Assignment
The lines to print are the one containing "Query: display screen" and every line after it through the end of the entries below. Print them exactly and nothing else.

Recorded data:
-- Opening Marker --

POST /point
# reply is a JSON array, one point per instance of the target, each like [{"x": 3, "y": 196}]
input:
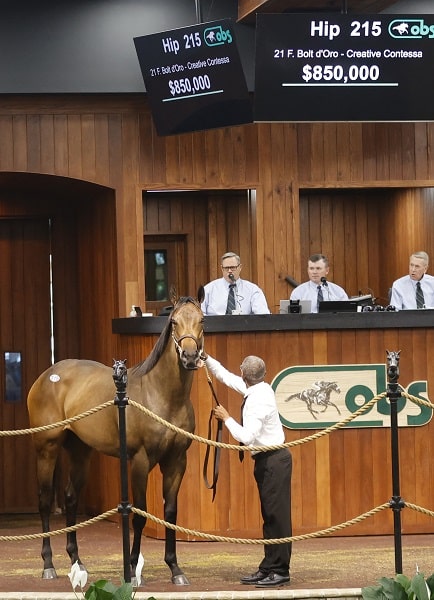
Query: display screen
[
  {"x": 344, "y": 67},
  {"x": 194, "y": 78}
]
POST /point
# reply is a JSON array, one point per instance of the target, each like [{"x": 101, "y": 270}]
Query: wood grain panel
[{"x": 360, "y": 192}]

-- Closing Marker --

Solution to this task
Query: display screen
[
  {"x": 344, "y": 67},
  {"x": 194, "y": 78}
]
POST /point
# reply is a JSON array, one point per instance of the target, each like [{"x": 101, "y": 270}]
Query: wood grain panel
[{"x": 360, "y": 192}]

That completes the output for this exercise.